(TASK STATEMENT):
Pick out each line below that contains the word "strap" and copy it in full. Match case exactly.

══ INPUT ══

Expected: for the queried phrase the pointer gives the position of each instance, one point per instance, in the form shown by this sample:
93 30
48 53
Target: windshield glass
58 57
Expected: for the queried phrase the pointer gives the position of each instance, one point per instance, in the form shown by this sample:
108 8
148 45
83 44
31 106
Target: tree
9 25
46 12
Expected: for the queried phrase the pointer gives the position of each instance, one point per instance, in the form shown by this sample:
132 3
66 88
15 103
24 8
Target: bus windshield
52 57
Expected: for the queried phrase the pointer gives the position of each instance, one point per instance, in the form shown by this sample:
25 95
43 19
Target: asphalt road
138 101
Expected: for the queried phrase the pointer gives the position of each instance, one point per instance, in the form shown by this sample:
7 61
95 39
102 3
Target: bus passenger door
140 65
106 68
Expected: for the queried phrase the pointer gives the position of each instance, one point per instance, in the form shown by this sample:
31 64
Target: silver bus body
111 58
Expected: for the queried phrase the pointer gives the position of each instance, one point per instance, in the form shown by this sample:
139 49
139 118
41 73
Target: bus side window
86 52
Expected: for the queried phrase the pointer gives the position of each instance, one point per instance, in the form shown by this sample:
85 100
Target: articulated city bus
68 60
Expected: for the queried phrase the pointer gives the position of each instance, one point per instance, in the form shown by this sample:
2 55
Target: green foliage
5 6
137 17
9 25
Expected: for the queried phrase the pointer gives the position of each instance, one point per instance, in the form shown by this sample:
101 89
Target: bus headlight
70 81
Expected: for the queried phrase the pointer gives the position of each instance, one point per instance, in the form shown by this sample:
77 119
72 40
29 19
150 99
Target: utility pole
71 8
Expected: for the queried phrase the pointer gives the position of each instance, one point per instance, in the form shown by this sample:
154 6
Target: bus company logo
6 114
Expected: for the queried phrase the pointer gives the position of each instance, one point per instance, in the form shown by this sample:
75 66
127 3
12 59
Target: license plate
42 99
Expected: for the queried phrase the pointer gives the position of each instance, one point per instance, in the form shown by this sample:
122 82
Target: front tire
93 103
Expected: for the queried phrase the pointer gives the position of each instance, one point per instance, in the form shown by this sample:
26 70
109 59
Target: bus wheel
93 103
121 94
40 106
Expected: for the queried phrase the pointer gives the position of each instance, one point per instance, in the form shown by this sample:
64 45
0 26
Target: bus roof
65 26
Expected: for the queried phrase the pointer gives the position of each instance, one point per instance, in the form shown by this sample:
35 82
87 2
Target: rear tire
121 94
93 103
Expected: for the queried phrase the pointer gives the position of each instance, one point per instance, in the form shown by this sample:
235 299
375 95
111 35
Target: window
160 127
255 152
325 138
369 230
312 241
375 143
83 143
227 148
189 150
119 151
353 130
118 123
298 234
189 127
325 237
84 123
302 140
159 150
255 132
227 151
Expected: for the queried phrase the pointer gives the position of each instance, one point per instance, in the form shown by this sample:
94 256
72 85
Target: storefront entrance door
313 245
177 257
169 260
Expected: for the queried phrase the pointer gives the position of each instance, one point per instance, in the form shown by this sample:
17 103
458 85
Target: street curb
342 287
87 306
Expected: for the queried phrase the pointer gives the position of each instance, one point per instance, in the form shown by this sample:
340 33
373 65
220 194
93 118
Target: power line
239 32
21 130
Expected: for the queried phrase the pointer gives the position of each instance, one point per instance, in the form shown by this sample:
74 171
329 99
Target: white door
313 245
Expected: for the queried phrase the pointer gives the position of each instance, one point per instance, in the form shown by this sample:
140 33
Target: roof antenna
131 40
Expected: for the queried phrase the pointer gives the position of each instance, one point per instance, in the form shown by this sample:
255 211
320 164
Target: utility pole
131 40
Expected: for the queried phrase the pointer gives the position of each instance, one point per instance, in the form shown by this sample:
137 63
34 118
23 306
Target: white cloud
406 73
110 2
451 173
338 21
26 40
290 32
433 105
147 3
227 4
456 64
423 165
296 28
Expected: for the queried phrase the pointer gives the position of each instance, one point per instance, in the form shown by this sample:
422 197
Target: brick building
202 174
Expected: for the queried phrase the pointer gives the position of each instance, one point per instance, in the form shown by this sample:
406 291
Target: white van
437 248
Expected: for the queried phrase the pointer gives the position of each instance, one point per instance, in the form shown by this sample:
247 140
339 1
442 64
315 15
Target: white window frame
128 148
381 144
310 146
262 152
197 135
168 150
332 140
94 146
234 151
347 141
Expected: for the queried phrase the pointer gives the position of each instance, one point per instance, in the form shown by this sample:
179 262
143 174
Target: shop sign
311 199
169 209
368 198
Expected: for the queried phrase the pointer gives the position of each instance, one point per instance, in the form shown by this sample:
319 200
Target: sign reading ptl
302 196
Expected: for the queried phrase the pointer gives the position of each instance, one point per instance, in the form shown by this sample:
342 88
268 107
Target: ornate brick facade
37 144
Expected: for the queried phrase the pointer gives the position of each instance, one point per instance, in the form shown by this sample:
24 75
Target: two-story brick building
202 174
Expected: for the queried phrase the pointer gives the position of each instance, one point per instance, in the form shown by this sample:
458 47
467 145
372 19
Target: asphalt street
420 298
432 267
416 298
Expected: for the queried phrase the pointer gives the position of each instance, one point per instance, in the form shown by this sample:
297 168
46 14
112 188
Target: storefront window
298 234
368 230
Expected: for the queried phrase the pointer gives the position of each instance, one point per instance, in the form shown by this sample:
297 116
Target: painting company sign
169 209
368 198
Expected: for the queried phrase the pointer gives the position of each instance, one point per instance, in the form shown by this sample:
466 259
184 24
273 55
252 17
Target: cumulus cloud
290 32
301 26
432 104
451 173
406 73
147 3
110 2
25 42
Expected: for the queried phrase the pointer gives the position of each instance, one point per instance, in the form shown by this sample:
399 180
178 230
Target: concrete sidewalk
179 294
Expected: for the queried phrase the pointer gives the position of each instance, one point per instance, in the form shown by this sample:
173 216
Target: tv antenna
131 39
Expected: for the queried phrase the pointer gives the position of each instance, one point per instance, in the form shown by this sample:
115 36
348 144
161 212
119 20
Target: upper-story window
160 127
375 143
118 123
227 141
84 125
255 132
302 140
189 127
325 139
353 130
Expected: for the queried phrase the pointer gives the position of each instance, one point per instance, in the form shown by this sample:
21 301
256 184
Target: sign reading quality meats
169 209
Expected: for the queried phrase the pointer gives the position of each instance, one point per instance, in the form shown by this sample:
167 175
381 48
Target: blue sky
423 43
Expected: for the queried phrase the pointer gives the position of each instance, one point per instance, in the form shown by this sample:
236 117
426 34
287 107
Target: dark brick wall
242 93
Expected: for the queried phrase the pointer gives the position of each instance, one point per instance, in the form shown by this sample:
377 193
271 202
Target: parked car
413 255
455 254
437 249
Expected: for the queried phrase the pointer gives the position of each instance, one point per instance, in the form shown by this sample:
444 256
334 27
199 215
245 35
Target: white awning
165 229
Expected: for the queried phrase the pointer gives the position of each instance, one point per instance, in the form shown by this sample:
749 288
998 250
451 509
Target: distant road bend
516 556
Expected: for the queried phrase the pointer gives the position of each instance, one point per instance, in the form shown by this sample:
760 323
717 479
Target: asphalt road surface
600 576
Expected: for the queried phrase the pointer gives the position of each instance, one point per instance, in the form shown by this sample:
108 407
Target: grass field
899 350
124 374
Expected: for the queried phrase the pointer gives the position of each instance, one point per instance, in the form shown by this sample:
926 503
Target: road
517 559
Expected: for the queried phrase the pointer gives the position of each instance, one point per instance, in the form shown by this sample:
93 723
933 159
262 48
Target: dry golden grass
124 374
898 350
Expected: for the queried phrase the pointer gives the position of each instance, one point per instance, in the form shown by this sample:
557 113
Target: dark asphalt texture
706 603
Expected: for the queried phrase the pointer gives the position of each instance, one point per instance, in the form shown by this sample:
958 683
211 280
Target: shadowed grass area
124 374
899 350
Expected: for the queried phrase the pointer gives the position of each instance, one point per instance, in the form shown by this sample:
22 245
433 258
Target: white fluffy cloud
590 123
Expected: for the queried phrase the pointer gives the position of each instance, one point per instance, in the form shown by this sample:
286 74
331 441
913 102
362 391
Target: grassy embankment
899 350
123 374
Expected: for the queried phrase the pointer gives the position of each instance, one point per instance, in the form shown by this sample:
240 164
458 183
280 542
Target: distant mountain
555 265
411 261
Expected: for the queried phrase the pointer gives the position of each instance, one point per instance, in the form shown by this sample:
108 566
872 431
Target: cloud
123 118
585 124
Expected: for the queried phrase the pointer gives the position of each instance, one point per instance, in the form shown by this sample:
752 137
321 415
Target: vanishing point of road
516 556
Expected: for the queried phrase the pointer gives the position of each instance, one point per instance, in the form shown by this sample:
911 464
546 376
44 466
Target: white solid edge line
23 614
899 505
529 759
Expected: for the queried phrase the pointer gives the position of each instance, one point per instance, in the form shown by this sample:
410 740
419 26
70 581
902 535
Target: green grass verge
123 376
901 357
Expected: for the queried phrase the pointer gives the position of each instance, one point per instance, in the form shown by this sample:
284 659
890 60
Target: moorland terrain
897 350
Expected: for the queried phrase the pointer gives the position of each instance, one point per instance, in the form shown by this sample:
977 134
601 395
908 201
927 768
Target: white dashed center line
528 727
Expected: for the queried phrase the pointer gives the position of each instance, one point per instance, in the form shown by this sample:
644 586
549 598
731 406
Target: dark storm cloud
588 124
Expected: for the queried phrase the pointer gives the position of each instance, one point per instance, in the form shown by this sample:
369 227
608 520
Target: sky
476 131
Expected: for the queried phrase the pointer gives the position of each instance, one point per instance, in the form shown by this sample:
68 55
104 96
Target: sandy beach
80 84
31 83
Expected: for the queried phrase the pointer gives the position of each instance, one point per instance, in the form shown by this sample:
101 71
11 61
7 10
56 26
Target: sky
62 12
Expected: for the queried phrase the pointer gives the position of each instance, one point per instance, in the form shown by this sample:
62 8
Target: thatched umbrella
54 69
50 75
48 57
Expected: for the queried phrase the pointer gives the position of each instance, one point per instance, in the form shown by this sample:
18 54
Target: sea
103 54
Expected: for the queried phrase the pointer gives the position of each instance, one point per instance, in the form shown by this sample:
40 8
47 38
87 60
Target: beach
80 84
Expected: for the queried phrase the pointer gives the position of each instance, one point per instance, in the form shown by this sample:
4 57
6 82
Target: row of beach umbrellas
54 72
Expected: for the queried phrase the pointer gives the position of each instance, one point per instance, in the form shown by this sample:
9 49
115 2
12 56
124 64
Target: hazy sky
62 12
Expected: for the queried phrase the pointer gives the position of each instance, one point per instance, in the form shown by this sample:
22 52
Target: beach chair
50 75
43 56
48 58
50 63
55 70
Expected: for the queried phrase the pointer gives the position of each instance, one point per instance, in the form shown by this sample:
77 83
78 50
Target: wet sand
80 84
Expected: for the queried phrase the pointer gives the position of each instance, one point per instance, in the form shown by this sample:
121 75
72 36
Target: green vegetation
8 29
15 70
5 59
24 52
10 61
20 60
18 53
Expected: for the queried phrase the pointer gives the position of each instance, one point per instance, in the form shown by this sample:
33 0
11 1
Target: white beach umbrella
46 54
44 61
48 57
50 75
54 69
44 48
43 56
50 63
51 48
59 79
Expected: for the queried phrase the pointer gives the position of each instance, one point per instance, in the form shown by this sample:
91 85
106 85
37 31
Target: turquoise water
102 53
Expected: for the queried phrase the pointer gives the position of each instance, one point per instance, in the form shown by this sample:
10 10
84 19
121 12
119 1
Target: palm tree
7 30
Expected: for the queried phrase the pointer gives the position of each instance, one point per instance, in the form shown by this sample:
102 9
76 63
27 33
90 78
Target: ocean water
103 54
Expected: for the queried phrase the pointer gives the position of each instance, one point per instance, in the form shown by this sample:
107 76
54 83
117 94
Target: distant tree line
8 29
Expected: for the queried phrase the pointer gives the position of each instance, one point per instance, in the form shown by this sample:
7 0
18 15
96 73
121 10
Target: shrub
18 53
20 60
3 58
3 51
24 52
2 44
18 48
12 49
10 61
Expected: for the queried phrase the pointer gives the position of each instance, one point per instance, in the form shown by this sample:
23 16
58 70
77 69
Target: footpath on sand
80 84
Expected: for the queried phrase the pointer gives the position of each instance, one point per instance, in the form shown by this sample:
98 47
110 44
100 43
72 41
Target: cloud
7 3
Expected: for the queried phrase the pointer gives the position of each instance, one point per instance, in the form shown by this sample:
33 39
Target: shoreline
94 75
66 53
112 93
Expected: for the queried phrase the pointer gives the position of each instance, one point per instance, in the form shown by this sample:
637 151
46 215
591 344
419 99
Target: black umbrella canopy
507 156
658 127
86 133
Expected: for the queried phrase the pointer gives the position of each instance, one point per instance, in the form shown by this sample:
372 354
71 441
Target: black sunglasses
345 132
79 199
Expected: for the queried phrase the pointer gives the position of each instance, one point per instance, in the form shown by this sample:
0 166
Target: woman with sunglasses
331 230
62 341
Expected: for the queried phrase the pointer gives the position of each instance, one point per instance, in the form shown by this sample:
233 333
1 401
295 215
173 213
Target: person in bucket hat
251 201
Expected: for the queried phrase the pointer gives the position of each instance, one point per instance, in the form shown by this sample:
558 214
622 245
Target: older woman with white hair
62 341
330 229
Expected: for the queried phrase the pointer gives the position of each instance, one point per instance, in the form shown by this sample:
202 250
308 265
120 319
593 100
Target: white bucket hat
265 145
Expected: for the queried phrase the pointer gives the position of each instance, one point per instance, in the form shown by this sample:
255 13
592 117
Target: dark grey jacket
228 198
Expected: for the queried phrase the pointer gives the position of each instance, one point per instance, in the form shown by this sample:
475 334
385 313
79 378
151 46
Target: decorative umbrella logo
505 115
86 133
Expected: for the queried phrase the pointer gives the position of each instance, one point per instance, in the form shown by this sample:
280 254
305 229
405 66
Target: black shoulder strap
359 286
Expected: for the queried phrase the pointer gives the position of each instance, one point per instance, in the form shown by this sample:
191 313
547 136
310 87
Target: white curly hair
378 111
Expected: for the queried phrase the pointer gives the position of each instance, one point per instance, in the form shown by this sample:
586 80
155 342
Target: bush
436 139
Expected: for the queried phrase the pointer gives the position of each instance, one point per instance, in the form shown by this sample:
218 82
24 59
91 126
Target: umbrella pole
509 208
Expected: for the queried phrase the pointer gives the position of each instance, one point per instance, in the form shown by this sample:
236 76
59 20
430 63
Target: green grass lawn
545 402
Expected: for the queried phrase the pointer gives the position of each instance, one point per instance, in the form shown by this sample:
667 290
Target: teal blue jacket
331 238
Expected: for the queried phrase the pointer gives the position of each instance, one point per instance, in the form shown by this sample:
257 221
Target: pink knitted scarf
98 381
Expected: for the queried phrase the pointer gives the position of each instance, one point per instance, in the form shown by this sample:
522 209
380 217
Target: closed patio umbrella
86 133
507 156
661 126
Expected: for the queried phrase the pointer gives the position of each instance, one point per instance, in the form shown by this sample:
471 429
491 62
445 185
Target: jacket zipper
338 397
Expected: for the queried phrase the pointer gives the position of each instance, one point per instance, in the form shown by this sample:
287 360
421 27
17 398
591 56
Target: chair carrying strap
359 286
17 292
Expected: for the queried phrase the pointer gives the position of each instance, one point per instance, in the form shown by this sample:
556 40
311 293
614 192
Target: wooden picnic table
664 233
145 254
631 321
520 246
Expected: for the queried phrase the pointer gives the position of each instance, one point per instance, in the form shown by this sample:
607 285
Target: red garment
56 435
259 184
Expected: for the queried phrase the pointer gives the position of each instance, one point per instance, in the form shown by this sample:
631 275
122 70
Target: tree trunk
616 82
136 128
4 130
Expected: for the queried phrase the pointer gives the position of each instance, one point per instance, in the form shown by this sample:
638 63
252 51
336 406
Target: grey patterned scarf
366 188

═══

(WRITTEN ANSWER):
Target: black shoulder strap
Target: chair carrying strap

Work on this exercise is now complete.